Segment Open

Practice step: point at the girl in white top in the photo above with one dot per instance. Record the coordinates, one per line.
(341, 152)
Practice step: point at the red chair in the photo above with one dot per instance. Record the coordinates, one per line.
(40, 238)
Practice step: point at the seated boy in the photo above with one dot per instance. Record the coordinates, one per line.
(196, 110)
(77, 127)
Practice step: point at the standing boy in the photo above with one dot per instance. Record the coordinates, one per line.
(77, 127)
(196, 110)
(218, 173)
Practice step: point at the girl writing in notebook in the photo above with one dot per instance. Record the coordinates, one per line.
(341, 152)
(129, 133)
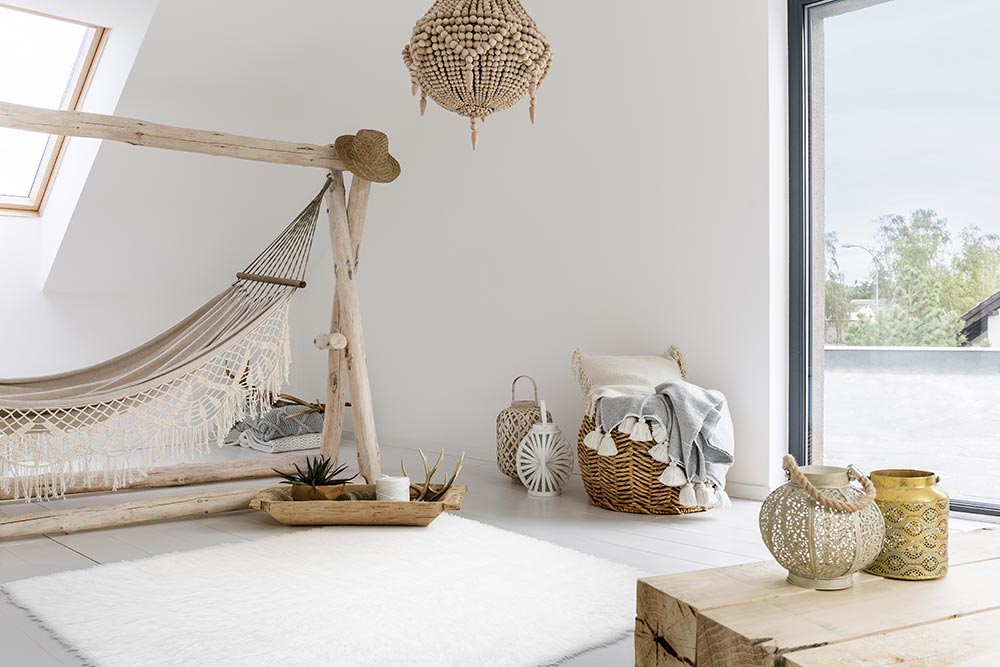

Segment Closed

▶ ACTIVITY
Reproduce, word for word, the lines from the one containing "Practice step: point at the seated" through the final line above. Leave every picture out.

▶ WRITTEN REPLY
Practice step: point at the seated boy in the photo above with one dot per instance. Record the coordinates, one per line.
(196, 110)
(77, 127)
Practice step: point at the standing boy in the photo above with one dot per instance. Record the coordinates, one per line.
(77, 127)
(196, 110)
(218, 173)
Practice step: point at the girl writing in notebook in the photo above with one dot per instance. Record the coordinates, one per line.
(341, 152)
(129, 133)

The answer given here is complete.